Set task → Rewrite these rows, putting "distinct" in place of "separate" wherever it appears and changing nothing else.
---
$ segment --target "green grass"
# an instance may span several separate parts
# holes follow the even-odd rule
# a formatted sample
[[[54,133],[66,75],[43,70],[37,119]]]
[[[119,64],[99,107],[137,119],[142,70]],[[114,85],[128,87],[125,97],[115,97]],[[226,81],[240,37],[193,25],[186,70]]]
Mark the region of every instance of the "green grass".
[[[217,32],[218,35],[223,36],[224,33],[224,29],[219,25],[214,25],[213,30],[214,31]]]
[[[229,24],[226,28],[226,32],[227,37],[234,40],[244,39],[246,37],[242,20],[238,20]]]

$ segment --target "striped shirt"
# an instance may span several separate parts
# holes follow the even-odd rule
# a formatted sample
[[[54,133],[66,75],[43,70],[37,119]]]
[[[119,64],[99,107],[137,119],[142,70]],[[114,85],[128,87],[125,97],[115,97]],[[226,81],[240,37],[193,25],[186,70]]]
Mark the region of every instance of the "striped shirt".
---
Answer for this exercise →
$ segment --target "green grass"
# an instance may span several distinct parts
# holes follow the even-odd rule
# a formatted sample
[[[54,133],[66,75],[43,70],[37,119]]]
[[[119,64],[99,107],[137,119],[142,70]],[[114,85],[128,87],[125,97],[115,97]],[[226,81],[240,37],[193,25],[186,70]]]
Mark the region of every instance of the "green grass".
[[[217,32],[218,35],[223,36],[224,33],[224,29],[219,25],[214,25],[213,30],[214,31]]]
[[[229,24],[226,28],[226,32],[227,37],[234,40],[244,39],[246,37],[242,20],[238,20]]]

$ segment --target "striped shirt"
# an instance may span several distinct parts
# holes follow the even-odd rule
# a formatted sample
[[[54,133],[66,75],[43,70],[37,119]]]
[[[119,64],[99,107],[137,119],[142,70]],[[114,85],[128,87],[125,97],[115,97]],[[226,81],[240,37],[193,25],[186,70]]]
Mark the region of every instance of the "striped shirt".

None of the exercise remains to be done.